**PAGE**
◆ ◆ ◆

Net sales. The Company’s net sales for 2002 decreased 1.2%, or $1.4 million, from $113.6 million in 2001 to $112.2 million in 2002 as a continued result of the recession and general economic slowdown, which began in the United States in the fourth quarter of 2000. Net sales in North America decreased 1.5%, or $1.5 million, while international sales increased 0.3%, or $0.1 million. For the year, Valves sales were down 0.5%, or $0.4 million, Motion Control sales were down 2.0%, or $0.5 million, and other sales were down 2.8%, or $0.5 million. Although the total year 2002 was down compared to 2001, the fourth quarter was 17.9% higher, with North American sales up 14.5% and International sales up 34.7%.

 

Page 21


Gross profit. Gross profit for 2002 increased to 38.0% of net sales from 37.9% in 2001. The full-year effect of cost savings and containment programs implemented during 2001 in response to the economic downturn was responsible for the continued improvement in gross profit.

◆ ◆ ◆

**DATASET**
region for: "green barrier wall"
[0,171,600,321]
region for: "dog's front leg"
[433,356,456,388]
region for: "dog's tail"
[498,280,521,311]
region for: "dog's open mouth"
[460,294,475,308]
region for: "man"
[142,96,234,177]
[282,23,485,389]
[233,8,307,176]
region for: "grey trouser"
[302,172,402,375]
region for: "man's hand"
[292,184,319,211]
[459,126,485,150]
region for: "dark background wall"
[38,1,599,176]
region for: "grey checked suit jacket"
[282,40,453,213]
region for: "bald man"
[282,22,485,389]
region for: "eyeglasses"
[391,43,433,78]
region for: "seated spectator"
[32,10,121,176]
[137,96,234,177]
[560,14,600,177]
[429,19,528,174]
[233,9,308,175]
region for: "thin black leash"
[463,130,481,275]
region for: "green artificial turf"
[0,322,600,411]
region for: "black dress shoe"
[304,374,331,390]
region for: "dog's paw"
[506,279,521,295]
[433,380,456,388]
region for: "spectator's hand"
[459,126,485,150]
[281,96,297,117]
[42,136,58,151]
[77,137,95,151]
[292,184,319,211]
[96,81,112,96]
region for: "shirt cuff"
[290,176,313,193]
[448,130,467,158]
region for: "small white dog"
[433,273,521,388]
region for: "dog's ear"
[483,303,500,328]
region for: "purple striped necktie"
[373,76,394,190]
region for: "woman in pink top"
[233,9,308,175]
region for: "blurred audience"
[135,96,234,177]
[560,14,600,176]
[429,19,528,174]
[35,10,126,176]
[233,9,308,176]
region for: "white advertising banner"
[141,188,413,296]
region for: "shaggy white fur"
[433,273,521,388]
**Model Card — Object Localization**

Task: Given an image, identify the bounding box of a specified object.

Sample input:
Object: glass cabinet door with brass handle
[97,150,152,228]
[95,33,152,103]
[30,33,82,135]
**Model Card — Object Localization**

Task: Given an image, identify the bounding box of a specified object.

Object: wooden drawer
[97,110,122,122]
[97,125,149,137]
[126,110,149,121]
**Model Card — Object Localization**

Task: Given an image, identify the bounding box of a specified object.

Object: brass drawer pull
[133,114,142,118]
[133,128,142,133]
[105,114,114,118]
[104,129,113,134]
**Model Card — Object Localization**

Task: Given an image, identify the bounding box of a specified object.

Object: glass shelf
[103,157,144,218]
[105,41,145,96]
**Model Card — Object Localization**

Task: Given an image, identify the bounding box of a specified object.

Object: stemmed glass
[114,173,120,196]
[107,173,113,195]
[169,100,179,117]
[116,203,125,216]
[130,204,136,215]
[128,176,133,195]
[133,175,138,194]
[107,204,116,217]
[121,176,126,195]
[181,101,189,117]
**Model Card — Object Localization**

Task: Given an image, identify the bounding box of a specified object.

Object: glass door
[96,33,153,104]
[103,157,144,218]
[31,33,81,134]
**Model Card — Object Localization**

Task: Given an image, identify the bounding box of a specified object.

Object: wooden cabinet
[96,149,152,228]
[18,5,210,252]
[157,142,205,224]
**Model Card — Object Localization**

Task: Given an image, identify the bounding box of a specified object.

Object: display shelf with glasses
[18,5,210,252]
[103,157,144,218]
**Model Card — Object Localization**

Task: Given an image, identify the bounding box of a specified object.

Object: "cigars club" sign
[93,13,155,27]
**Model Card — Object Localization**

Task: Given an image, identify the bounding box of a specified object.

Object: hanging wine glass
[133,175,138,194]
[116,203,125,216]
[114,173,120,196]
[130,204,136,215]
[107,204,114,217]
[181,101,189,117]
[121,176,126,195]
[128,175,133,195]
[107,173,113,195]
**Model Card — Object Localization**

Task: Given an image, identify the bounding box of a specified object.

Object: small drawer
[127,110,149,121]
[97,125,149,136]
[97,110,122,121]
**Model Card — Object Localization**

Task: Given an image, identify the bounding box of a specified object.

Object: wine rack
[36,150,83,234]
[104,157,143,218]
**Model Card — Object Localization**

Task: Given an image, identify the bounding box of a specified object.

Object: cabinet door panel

◆ ◆ ◆

**DIRECTIONS**
A - According to the sales report, why did gross profit improve in 2002? Answer in one to three sentences.
B - In the sales report, how much did international sales increase for 2002?
C - Retype the part of the sales report that opens with the words containing "Net sales. The" and closes with "sales up 34.7%.".
The data above comes from a source unrelated to the sales report.

**PER-TASK ANSWERS**
A - Gross profit improved because of the full-year effect of the cost savings and containment programs that were put in place during 2001 in response to the economic downturn.

B - International sales rose 0.3%, or $0.1 million.

C -
Net sales. The Company’s net sales for 2002 decreased 1.2%, or $1.4 million, from $113.6 million in 2001 to $112.2 million in 2002 as a continued result of the recession and general economic slowdown, which began in the United States in the fourth quarter of 2000. Net sales in North America decreased 1.5%, or $1.5 million, while international sales increased 0.3%, or $0.1 million. For the year, Valves sales were down 0.5%, or $0.4 million, Motion Control sales were down 2.0%, or $0.5 million, and other sales were down 2.8%, or $0.5 million. Although the total year 2002 was down compared to 2001, the fourth quarter was 17.9% higher, with North American sales up 14.5% and International sales up 34.7%.